### TEXT EXCERPT
---+---

Most Workplace Safety Equipment Was Designed for Men, and Women Are Paying the Price

Beyond chemical exposure, women in physically demanding industries face a structural safety gap rooted in equipment design. Personal protective equipment across most industries was historically designed to fit male body proportions, and that design standard persists in workplaces today, with measurable consequences for female workers.

A 2021 Institute for Women’s Policy Research survey found that only 19.1% of tradeswomen and non-binary workers were always provided with properly fitting PPE, while nearly 40% reported experiencing injuries or near-misses they directly attributed to ill-fitting equipment. The problem is widespread enough that some workers have resorted to improvising unsafe modifications, including securing harnesses with duct tape, to compensate for gear that does not fit their bodies.

The issue reached a regulatory threshold significant enough that OSHA implemented a 2025 rule specifically requiring employers to provide properly fitting PPE to all workers, a long-overdue acknowledgment that the equipment gap is not a minor inconvenience but an active and documented safety hazard.

---+---

### EXERCISE DATA
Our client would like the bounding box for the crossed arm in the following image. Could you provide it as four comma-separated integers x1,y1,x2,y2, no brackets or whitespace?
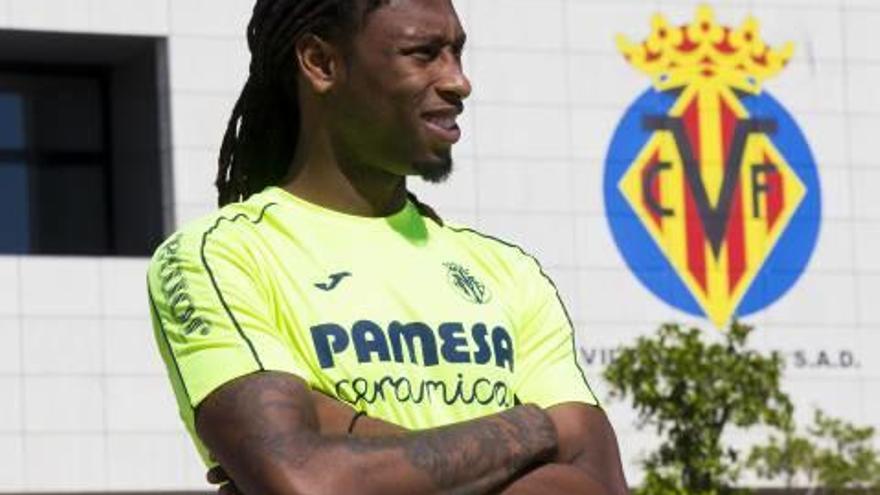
196,373,627,495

---+---

### EXERCISE BRIEF
From the text on workplace safety equipment, extract the passage that runs from "Most Workplace Safety" up to and including "fit their bodies.", reproducing it word for word.

### RESPONSE AREA
Most Workplace Safety Equipment Was Designed for Men, and Women Are Paying the Price

Beyond chemical exposure, women in physically demanding industries face a structural safety gap rooted in equipment design. Personal protective equipment across most industries was historically designed to fit male body proportions, and that design standard persists in workplaces today, with measurable consequences for female workers.

A 2021 Institute for Women’s Policy Research survey found that only 19.1% of tradeswomen and non-binary workers were always provided with properly fitting PPE, while nearly 40% reported experiencing injuries or near-misses they directly attributed to ill-fitting equipment. The problem is widespread enough that some workers have resorted to improvising unsafe modifications, including securing harnesses with duct tape, to compensate for gear that does not fit their bodies.